SELECTION:
— start —

When you get spare time in commercial real estate, the important thing is that you do something of relevance and importance to help you build market share. As a general rule, focus on connecting with new people, property investors, and business leaders.


As you get busier with listings and clients, the frequency of spare time tends to diminish. However, between meetings, or perhaps between property inspections you will always have some spare time to use in a positive way. Spend the extra 10 minutes or half an hour between meetings productively by creating connections and conversations with the right people.


Things consistently change in commercial real estate today. From time to time new leads and opportunities evolve from the relationships that you make and have with other people. Asking questions at the right time or connecting in the right way will help you build listing opportunity.


Most new business opportunities come from established relationships and ongoing conversations. It can take some months if not years for some clients to move to the next stage of property involvement or change. Help them understand that you are the right person for the job. Make sure that you are consistently available when they need you. Keep them fully briefed and appraised when it comes to regional and local property market activities, prices, rents, and upcoming quality listings.


Spare Time Checklist for Agents and Brokers


Here are some of the best ways efficiently use your spare time as a commercial real estate agent or broker:

  1. Make 10 direct cold calls – The telephone is the most convenient way to connect with your market whilst using your time effectively. Some top agents will deliberately set aside time every day to make cold calls, and they also make those calls between meetings.  You are never too busy to make more direct calls to clients and prospects.
  2. Door knock some local businesses – The local business community will be a great source of property market information, leads, and change. The business leaders locally will generally know more about local property issues than you do. They will understand the factors of changes that apply to neighbouring properties, businesses, and landlords.

— end —

THINGS TO DO:
1 – Write out the stretch of the commercial real estate passage from "Most new business" through "upcoming quality listings.", word for word.
2 – Does the commercial real estate passage agree with each of these statements? Answer yes or no for each, and quote the words from the passage that decide it. (a) Most new business opportunities come from established relationships and ongoing conversations. (b) Local business leaders generally know less about local property issues than the agent does. (c) Some top agents set aside time every day to make cold calls.
3 – Supply the next part of the passage on using spare time in commercial real estate, starting after its final sentence.

Rows from a pointing dataset:
— start —

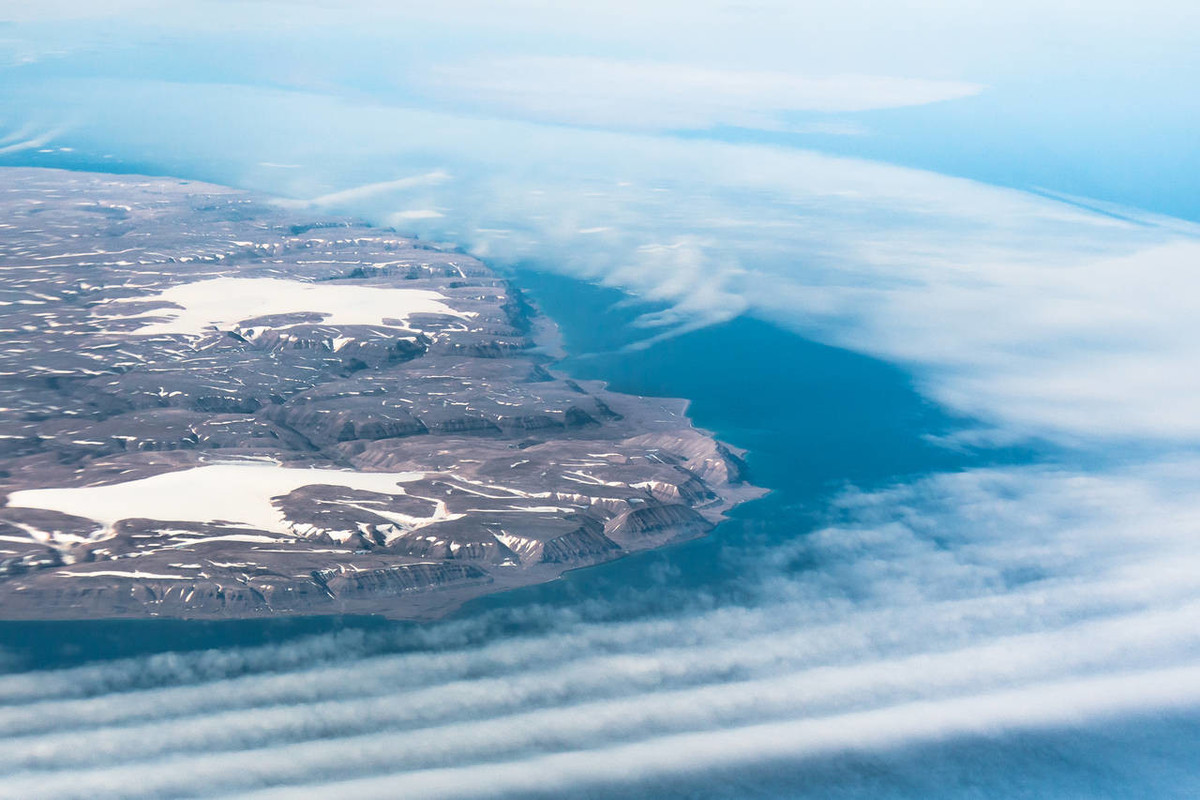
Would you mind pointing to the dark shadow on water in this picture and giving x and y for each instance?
(814, 419)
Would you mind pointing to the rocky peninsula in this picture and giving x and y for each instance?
(213, 405)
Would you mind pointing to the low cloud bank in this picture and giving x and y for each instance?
(971, 605)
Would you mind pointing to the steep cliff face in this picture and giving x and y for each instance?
(216, 409)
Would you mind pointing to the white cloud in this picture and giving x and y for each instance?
(981, 602)
(606, 92)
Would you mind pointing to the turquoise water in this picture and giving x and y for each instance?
(814, 419)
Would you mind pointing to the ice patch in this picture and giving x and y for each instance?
(227, 493)
(222, 304)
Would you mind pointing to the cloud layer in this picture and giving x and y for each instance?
(924, 619)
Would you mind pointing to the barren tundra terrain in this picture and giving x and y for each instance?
(214, 407)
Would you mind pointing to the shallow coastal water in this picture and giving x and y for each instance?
(814, 420)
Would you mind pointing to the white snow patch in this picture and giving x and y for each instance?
(222, 304)
(228, 493)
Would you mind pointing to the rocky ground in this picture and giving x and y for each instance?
(214, 407)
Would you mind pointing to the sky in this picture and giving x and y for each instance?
(997, 198)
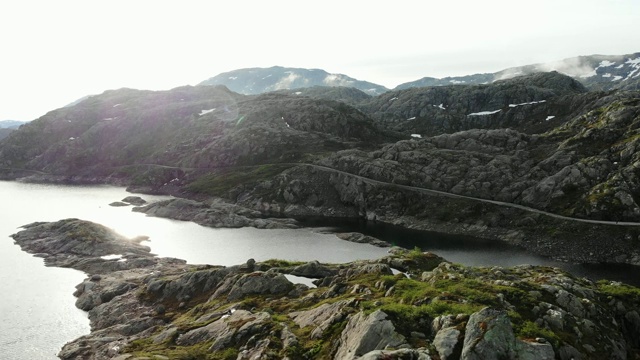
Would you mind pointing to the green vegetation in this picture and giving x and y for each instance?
(220, 182)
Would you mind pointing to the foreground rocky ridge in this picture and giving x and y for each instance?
(409, 305)
(290, 155)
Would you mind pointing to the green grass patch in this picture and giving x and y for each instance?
(223, 180)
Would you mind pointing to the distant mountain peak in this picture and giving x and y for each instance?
(596, 72)
(260, 80)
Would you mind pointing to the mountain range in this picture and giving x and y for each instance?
(597, 72)
(8, 126)
(260, 80)
(544, 161)
(541, 141)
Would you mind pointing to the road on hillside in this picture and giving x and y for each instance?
(409, 188)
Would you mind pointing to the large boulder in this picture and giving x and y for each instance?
(365, 333)
(489, 336)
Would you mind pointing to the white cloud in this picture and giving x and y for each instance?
(55, 52)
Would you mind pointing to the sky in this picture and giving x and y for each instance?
(55, 52)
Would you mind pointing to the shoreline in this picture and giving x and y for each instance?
(142, 306)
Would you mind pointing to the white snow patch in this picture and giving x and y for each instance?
(337, 80)
(632, 73)
(396, 272)
(634, 62)
(589, 74)
(482, 113)
(529, 103)
(300, 280)
(286, 82)
(203, 112)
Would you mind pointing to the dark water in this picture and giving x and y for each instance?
(468, 250)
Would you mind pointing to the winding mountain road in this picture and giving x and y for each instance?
(399, 186)
(435, 192)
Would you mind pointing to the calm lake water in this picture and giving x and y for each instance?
(37, 306)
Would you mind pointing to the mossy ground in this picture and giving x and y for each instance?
(410, 303)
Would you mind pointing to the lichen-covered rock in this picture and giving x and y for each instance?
(259, 283)
(364, 333)
(313, 269)
(321, 317)
(447, 343)
(224, 330)
(489, 335)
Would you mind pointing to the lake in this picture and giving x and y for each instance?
(37, 306)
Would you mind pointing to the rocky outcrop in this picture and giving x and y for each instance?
(361, 238)
(489, 335)
(149, 307)
(365, 333)
(215, 214)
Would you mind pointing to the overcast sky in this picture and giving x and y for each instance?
(54, 52)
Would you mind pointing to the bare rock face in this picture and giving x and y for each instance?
(218, 214)
(223, 331)
(321, 317)
(313, 269)
(365, 333)
(489, 336)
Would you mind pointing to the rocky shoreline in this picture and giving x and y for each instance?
(557, 239)
(408, 305)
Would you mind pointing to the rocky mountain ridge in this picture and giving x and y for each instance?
(597, 72)
(260, 80)
(494, 150)
(10, 124)
(409, 305)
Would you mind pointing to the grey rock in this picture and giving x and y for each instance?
(446, 342)
(408, 354)
(365, 333)
(489, 335)
(224, 330)
(259, 283)
(134, 200)
(313, 269)
(321, 317)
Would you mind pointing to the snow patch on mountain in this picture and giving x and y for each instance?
(484, 113)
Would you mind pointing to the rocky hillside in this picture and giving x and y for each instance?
(409, 305)
(5, 132)
(597, 72)
(115, 133)
(527, 102)
(502, 161)
(261, 80)
(11, 124)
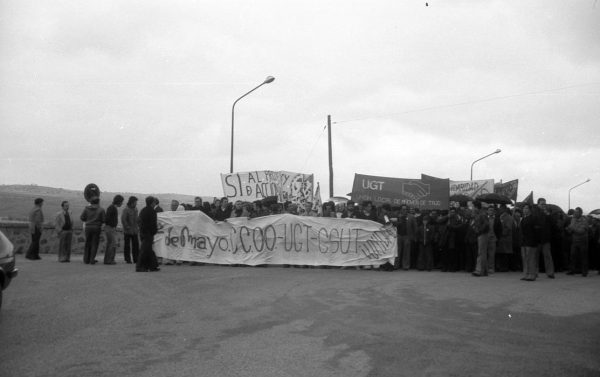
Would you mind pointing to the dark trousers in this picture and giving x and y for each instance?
(132, 248)
(64, 245)
(92, 240)
(425, 257)
(449, 259)
(147, 259)
(34, 248)
(579, 257)
(470, 256)
(111, 244)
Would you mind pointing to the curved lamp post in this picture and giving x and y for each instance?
(268, 80)
(494, 152)
(586, 181)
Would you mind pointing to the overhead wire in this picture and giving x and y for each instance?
(464, 103)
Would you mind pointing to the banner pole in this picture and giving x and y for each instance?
(330, 157)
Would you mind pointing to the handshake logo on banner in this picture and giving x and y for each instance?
(416, 190)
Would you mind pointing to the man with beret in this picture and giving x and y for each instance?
(36, 219)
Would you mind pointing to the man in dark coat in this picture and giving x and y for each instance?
(93, 217)
(529, 239)
(148, 228)
(36, 220)
(110, 229)
(546, 229)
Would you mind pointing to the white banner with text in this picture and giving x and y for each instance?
(278, 239)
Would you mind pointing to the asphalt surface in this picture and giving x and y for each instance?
(73, 319)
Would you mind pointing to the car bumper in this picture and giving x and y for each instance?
(9, 276)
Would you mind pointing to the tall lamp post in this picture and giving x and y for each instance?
(268, 80)
(586, 181)
(488, 155)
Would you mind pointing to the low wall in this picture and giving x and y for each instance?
(18, 234)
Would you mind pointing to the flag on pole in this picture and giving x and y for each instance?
(318, 203)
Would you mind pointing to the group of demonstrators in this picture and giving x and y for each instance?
(136, 226)
(478, 238)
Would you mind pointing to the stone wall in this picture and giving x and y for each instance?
(18, 234)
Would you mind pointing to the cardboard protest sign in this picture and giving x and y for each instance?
(257, 185)
(425, 193)
(508, 189)
(472, 188)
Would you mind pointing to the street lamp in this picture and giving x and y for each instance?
(268, 80)
(586, 181)
(494, 152)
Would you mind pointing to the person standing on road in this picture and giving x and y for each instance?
(546, 229)
(36, 220)
(93, 216)
(579, 244)
(481, 226)
(110, 228)
(64, 229)
(148, 228)
(529, 239)
(129, 219)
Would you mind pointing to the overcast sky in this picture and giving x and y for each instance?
(136, 96)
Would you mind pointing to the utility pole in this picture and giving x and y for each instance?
(330, 157)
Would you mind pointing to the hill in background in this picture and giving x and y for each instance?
(17, 200)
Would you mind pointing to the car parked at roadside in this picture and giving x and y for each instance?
(8, 271)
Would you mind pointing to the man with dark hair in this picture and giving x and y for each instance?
(579, 244)
(481, 227)
(546, 229)
(529, 242)
(407, 229)
(129, 219)
(93, 216)
(110, 228)
(64, 230)
(36, 220)
(148, 228)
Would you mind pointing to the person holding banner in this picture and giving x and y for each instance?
(425, 232)
(530, 240)
(223, 211)
(148, 228)
(547, 228)
(481, 226)
(129, 220)
(406, 227)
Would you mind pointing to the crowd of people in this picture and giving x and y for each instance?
(478, 238)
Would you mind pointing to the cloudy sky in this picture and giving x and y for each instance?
(136, 96)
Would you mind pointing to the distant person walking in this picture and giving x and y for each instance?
(579, 244)
(110, 228)
(148, 228)
(129, 219)
(64, 229)
(36, 220)
(93, 217)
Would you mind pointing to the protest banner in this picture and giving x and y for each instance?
(508, 189)
(257, 185)
(425, 193)
(277, 239)
(472, 188)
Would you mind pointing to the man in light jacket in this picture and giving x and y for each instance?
(64, 229)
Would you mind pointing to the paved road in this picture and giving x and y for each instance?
(82, 320)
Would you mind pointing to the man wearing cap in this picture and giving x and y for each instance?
(64, 229)
(93, 216)
(110, 228)
(36, 219)
(147, 260)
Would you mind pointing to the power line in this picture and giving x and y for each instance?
(313, 146)
(465, 103)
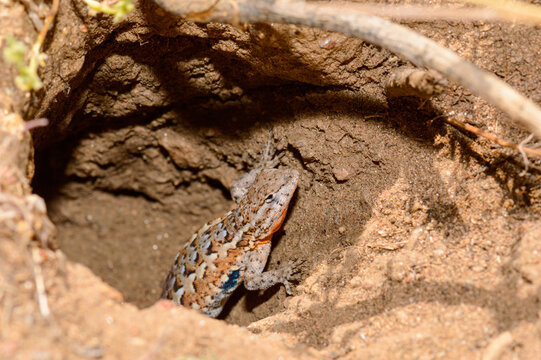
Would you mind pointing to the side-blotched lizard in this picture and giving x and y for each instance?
(234, 248)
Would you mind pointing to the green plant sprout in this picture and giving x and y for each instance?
(119, 9)
(15, 52)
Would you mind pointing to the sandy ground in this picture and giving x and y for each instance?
(419, 241)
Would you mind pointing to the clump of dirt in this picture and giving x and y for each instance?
(418, 240)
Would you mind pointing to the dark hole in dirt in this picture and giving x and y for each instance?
(146, 146)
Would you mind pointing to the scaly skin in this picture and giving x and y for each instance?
(234, 248)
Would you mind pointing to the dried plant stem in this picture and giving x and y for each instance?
(40, 284)
(418, 49)
(518, 147)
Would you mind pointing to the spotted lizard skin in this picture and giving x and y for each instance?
(234, 248)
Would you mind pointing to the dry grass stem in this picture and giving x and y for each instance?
(405, 42)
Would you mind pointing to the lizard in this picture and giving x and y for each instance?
(234, 248)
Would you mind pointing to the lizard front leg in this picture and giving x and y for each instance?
(256, 279)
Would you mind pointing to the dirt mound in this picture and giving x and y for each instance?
(419, 241)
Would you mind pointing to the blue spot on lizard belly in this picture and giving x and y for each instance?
(232, 280)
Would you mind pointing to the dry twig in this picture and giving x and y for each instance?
(520, 147)
(348, 19)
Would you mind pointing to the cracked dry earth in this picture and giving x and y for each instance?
(419, 241)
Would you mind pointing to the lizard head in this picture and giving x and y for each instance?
(263, 208)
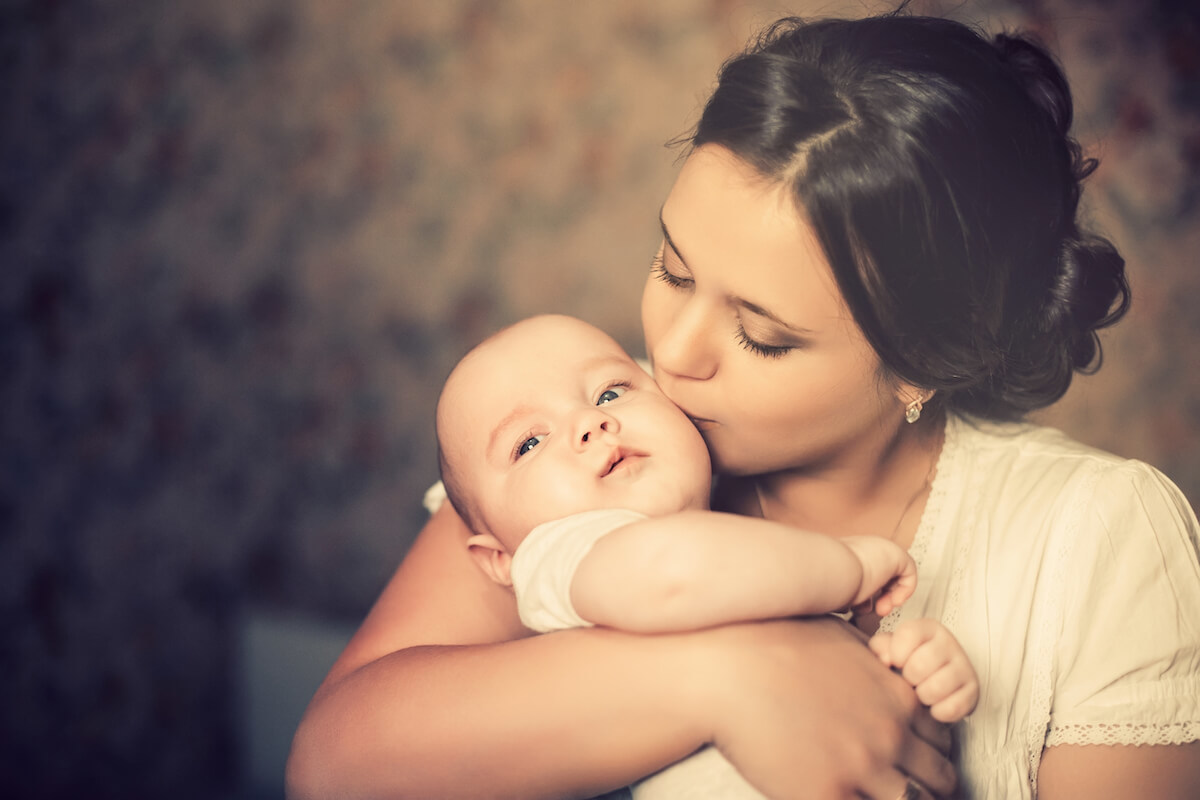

— end —

TASK-BY-TASK OUTPUTS:
1 –
Most new business opportunities come from established relationships and ongoing conversations. It can take some months if not years for some clients to move to the next stage of property involvement or change. Help them understand that you are the right person for the job. Make sure that you are consistently available when they need you. Keep them fully briefed and appraised when it comes to regional and local property market activities, prices, rents, and upcoming quality listings.

2 –
(a) Yes: "Most new business opportunities come from established relationships and ongoing conversations."
(b) No: "The business leaders locally will generally know more about local property issues than you do."
(c) Yes: "Some top agents will deliberately set aside time every day to make cold calls"

3 –
  3. Send 5 marketing letters – In sending five marketing letters per day, you will have the chance to make direct follow-up phone calls later in the week. The idea here is that the marketing letters ‘open the door’ to the conversation that you can create over the telephone. A telephone conversation should lead to help you understand future property needs with the people that you talk to.
  4. Contact previous clients – Some clients that you have worked for previously may soon be looking for other assistance across sales, purchasing, property management, or leasing. Bring some versatility to the services that you provide. Be prepared to convert one level of business activity to another.
  5. Ask for referrals – There will always be referral opportunities available to the creative agent. If you have successfully serviced a client in a previous transaction, the referral conversation is easy and logical. Contact the people that you have worked with over the years, to see if they can refer you to other people and property activity. It is always a lot easier to create new business through the referral process.


Simple strategies like these can help you use your spare time effectively and efficiently. These simple activities can also assist when it comes to identifying property changes and client needs. Use the telephone to create relevant and real contacts with the best people in your local property market.